### [Stated problem]
Copy out the entries exactly, from the first line to the last.

— Start of Provided data —

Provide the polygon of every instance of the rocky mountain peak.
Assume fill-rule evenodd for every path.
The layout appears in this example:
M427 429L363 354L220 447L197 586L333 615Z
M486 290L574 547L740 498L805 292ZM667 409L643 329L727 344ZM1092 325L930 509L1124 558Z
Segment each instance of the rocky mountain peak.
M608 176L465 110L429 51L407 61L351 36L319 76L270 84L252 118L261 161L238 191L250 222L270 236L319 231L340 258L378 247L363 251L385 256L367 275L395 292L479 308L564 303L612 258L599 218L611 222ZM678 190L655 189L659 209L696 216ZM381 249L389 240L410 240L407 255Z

— End of Provided data —

### [Response]
Provide the polygon of every instance of the rocky mountain peak.
Assume fill-rule evenodd for every path.
The layout appears in this example:
M427 429L363 354L220 447L197 586L333 615Z
M486 290L574 547L740 498L805 292ZM667 409L643 329L727 344ZM1092 325L930 509L1124 558Z
Segment each instance of the rocky mountain peak.
M608 176L465 110L429 51L407 61L351 36L319 76L270 84L252 118L261 161L238 191L250 222L270 236L319 231L340 258L378 247L363 251L385 256L367 275L395 292L479 308L564 303L612 258L599 218L611 222ZM678 190L655 189L659 209L696 216ZM381 249L389 240L410 240L407 255Z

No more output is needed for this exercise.